(Provided passage)
Dedicated to Defending Chiropractic
Whether you're a veteran DC or a first-trimester student, the name George McAndrews should be part and parcel of your professional vernacular, as familiar as the word chiropractic.
June, 2011, Vol. 11, Issue 06
Water, Water, Not Everywhere
By Rita Woods, LMT
A few years ago, I bought a book that dramatically changed my view of water – "You're Not Sick, You're Thirsty," by F. Batmangheldj, M.D. He has written several books related to water and human health.As a massage therapist, his work changed how I talk to clients about proper hydration and changed how I view the origin of pain and suffering within the human body.
Water is the universal solvent that regulates all the functions of the body. ALL functions in the body. Nothing happens without it and in a depleted or dehydrated state, parts of your body will actually begin to shut down as a way to conserve what little water it has. It begins with a cell, then the surrounding tissue, then organs and finally entire systems break down and can no longer function normally. Over time, and without adequate clean water, the body is unable to repair itself and the damage becomes permanent.
(End Provided passage)
(Information given)
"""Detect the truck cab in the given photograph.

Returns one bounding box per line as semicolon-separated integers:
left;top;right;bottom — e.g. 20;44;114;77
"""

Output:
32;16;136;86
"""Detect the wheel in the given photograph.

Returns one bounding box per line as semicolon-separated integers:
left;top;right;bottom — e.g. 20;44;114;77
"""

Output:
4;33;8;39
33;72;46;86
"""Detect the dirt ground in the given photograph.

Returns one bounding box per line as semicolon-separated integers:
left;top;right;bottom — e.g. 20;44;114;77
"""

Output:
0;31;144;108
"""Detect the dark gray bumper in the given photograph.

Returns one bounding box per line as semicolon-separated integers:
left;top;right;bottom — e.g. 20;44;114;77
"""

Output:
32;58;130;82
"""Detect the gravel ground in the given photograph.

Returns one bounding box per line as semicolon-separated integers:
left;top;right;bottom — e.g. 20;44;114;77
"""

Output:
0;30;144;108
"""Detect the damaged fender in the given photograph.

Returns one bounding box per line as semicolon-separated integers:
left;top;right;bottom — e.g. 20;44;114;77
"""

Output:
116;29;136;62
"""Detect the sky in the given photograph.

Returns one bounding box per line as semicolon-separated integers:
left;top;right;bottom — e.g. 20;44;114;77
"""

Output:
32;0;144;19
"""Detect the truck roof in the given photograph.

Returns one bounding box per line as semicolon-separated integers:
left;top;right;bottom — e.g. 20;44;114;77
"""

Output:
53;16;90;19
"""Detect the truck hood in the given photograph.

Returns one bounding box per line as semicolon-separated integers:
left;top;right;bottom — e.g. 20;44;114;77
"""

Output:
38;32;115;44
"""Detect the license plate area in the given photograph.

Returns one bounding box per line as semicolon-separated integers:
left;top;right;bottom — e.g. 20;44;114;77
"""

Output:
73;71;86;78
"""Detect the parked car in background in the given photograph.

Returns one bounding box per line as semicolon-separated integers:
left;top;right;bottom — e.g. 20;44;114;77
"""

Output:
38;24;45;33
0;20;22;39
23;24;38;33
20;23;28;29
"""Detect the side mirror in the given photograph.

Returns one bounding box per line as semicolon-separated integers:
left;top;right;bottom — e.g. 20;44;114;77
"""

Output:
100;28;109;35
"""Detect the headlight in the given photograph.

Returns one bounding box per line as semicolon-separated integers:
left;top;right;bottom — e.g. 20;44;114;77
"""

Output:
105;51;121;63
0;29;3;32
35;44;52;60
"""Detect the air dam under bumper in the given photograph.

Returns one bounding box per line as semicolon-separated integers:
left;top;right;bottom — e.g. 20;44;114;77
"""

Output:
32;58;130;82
(End Information given)
_Action item:_ Retype the passage of the water article starting at "Water is the" and ending at "damage becomes permanent.", word for word.

_Answer to the exercise:_
Water is the universal solvent that regulates all the functions of the body. ALL functions in the body. Nothing happens without it and in a depleted or dehydrated state, parts of your body will actually begin to shut down as a way to conserve what little water it has. It begins with a cell, then the surrounding tissue, then organs and finally entire systems break down and can no longer function normally. Over time, and without adequate clean water, the body is unable to repair itself and the damage becomes permanent.